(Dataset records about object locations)
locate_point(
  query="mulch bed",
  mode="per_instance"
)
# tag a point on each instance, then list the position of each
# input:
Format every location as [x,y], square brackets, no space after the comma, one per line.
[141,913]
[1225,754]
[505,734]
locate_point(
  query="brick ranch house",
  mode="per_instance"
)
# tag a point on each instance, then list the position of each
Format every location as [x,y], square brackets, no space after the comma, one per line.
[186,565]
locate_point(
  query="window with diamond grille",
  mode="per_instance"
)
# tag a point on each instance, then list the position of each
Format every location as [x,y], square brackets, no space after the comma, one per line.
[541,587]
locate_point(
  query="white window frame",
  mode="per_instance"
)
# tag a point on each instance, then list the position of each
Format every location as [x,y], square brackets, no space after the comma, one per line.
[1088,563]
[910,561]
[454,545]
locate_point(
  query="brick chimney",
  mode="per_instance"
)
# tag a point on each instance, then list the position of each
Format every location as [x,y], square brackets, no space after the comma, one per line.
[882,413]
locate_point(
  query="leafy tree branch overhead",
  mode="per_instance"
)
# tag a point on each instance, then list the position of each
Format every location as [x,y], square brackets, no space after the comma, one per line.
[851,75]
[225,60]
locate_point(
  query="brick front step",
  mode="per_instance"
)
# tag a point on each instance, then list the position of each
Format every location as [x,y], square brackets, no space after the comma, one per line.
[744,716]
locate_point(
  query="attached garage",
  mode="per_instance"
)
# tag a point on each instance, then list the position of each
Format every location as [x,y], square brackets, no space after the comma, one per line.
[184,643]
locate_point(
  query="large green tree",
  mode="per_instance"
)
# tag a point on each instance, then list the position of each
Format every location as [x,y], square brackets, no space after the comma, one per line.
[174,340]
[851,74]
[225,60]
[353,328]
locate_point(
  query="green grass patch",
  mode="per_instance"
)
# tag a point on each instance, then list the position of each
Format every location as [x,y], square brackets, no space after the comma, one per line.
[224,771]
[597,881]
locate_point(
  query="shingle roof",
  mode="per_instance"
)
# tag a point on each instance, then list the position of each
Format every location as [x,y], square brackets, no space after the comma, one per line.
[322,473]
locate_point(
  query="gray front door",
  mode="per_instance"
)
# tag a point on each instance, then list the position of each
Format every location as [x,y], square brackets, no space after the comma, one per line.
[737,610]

### [Task to carry out]
Write out the whole listing again. Match it word for word.

### [Written response]
locate_point(
  query="mulch bed",
  mode="per_instance"
)
# tag a point on each instance, then list the position of each
# input:
Format every location as [x,y], square brackets, no space after the comma, one per line.
[141,913]
[1225,754]
[505,734]
locate_point(
  query="brick ranch house",
  mode="per_instance"
)
# tag a point on each instance, then list the position of each
Format every location as [x,y], square brackets, no space after the comma, one per line.
[186,565]
locate_point(
  query="window with diamond grille",
  mode="per_instance"
)
# tag a point on each instance, then list the position of each
Format every location as [x,y], square brackets, no space after the comma, one per line.
[541,587]
locate_point(
  query="white window frame",
  mode="per_instance"
)
# tag a point on each instance, then list the position of each
Format every location as [x,y], square brackets, no space after the comma, one per line.
[1088,563]
[910,561]
[454,545]
locate_point(
  query="brick chimney",
  mode="per_instance"
)
# tag a point on each instance, then list the position of each
Format every location as [x,y], square brackets, no space after the comma, one per line.
[882,413]
locate_point(
  query="leafy tree branch overhead",
  mode="per_instance"
)
# tag a point on each instance, then list the position of each
Format every location as [x,y], square brackets, no space after the comma, one per line.
[851,75]
[225,60]
locate_point(
  query="brick front step",
  mode="per_instance"
)
# tag a point on each instance, then list the position of each
Format every location as [x,y], square brackets, no space after the comma, one per line.
[744,716]
locate_point(
  query="attached garage",
  mode="per_instance"
)
# tag a point on each instance, then list the position of each
Format every location as [x,y], square brackets, no space after the comma, one per line.
[184,643]
locate_point(
  query="large green tree",
  mode="per_instance"
)
# tag a point on each instance, then list the position of each
Format every location as [x,y], square brackets, no space after the comma, one per line.
[174,340]
[851,74]
[225,60]
[353,328]
locate_point(
  query="green grass patch",
  mode="per_instance"
)
# tag a point on each instance, then list the position of each
Format every location as [x,y], square brackets, no space after the comma, one per line.
[224,771]
[597,881]
locate_point(
  query="shingle roof",
  mode="per_instance"
)
# tag a point on each instance, then list the position of each
Format every location as [x,y], square brackets, no space after the comma, one per line.
[322,473]
locate_point(
  query="gray front door",
  mode="per_instance"
)
# tag a point on each instance, then list the position of each
Format every location as [x,y], square brackets, no space after the comma, one per line.
[737,610]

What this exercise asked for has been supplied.